Position annotation records:

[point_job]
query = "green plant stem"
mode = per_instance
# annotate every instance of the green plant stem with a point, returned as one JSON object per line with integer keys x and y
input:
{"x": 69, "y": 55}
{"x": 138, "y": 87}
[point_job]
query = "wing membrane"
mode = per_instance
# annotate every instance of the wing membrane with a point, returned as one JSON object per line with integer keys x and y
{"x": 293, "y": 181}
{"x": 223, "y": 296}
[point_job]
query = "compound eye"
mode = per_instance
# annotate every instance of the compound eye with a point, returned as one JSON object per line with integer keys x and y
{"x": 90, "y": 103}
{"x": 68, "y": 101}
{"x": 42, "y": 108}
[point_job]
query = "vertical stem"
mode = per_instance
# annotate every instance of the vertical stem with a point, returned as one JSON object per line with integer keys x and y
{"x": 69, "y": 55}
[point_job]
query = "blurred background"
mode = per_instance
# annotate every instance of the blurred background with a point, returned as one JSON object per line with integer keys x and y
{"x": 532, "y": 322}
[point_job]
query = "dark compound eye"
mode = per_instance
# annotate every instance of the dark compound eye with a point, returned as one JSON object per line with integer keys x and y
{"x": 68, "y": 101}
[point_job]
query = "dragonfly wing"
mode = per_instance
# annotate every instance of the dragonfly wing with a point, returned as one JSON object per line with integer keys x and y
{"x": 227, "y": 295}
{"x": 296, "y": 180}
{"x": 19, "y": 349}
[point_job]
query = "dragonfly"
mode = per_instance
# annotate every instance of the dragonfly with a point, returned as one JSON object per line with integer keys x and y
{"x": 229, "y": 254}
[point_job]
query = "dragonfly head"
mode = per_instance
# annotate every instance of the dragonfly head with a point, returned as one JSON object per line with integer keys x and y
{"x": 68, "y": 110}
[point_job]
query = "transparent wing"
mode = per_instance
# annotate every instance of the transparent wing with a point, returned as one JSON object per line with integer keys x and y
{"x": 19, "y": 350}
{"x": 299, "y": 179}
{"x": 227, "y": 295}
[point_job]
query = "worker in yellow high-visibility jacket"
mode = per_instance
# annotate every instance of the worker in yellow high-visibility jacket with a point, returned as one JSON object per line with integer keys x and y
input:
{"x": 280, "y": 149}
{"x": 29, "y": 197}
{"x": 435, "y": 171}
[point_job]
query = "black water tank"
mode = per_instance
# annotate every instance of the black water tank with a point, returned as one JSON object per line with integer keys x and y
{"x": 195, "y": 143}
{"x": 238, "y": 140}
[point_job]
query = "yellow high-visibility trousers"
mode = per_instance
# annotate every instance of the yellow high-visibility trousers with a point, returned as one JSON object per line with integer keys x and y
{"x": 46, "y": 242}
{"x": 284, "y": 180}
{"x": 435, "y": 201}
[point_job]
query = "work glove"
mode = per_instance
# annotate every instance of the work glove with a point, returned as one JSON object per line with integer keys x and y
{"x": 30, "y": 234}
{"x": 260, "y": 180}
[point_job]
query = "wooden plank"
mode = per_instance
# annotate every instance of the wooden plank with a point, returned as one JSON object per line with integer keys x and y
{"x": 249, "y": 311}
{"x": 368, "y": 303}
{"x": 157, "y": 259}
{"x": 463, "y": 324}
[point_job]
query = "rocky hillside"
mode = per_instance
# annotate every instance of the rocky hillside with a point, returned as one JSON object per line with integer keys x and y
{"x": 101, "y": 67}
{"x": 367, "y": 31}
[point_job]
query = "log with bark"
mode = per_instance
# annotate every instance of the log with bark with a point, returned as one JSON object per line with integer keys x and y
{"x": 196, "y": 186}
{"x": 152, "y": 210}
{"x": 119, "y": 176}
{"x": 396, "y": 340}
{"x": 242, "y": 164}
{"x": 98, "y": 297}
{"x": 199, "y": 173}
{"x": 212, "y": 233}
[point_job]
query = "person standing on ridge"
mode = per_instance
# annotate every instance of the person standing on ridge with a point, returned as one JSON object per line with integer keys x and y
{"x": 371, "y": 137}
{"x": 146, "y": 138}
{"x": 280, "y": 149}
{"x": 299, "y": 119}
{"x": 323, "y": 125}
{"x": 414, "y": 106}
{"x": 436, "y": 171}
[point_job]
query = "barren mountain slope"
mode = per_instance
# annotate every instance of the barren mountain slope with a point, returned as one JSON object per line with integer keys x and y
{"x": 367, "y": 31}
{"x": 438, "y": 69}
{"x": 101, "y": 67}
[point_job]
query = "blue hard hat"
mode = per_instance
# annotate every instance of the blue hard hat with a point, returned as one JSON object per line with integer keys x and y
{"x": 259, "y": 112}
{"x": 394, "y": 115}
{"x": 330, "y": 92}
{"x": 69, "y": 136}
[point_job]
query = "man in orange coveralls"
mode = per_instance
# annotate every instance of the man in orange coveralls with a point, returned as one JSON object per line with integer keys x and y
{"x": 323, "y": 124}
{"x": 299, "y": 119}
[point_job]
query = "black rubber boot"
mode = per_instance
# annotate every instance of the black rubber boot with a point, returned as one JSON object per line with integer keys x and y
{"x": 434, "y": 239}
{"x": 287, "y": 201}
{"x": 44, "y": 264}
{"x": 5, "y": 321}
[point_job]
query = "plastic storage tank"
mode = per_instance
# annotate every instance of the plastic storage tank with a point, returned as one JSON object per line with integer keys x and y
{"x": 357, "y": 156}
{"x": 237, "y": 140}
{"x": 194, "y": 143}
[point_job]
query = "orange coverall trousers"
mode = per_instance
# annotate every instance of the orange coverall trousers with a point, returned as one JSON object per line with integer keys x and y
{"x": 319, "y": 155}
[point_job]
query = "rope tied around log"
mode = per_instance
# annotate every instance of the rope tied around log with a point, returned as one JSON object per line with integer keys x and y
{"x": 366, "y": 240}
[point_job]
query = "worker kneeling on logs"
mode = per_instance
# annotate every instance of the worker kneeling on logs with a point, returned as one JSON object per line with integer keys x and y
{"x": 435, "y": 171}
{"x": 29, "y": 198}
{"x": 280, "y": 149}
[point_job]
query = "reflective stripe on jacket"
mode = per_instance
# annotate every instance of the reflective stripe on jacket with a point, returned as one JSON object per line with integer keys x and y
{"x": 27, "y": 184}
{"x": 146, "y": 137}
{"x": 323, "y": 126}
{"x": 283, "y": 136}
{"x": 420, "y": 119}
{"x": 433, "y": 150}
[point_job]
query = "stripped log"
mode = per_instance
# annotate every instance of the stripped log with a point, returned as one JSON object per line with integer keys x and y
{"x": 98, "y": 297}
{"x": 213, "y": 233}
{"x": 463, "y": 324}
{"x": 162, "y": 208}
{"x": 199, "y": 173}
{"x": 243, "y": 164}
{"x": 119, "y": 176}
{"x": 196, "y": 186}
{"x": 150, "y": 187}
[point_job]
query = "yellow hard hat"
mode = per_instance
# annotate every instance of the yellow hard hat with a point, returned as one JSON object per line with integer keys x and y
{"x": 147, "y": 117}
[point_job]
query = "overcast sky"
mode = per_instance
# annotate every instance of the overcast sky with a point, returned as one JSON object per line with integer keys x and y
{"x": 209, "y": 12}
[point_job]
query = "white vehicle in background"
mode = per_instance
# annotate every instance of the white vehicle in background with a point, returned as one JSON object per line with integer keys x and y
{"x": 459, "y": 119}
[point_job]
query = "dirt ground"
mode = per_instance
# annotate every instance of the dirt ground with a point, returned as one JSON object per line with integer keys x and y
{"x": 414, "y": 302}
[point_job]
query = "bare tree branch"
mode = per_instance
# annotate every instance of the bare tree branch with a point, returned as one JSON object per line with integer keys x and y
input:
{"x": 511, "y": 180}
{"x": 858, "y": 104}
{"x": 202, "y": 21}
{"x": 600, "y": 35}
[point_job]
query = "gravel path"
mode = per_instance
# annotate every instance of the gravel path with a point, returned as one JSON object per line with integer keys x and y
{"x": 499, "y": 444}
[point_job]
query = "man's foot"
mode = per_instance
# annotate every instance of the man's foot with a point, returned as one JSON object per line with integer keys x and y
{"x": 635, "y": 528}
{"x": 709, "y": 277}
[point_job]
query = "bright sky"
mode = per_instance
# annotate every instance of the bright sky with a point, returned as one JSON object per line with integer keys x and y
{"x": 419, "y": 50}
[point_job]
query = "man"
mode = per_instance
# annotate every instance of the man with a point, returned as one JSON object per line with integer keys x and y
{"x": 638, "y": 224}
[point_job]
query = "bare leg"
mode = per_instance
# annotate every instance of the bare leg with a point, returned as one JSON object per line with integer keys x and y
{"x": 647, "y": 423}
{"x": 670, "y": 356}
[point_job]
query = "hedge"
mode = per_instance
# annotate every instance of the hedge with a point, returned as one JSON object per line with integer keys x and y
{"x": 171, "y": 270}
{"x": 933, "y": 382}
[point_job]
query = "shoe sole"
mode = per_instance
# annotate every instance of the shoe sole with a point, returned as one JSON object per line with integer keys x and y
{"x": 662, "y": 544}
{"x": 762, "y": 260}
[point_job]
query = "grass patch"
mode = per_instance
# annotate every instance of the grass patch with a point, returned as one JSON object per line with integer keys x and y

*CHALLENGE:* Locate each line in the records above that contains the string "high", and copy those lines out. Case counts.

*SOLUTION BELOW:*
query = "worker in yellow high-visibility jacket"
# annotate every instance of the worker in yellow high-visibility jacket with a point, returned as one JSON object per line with integer keys x and y
query = "yellow high-visibility trousers"
# annotate every instance of the yellow high-visibility trousers with a point, returned as one JSON object per line with integer keys x and y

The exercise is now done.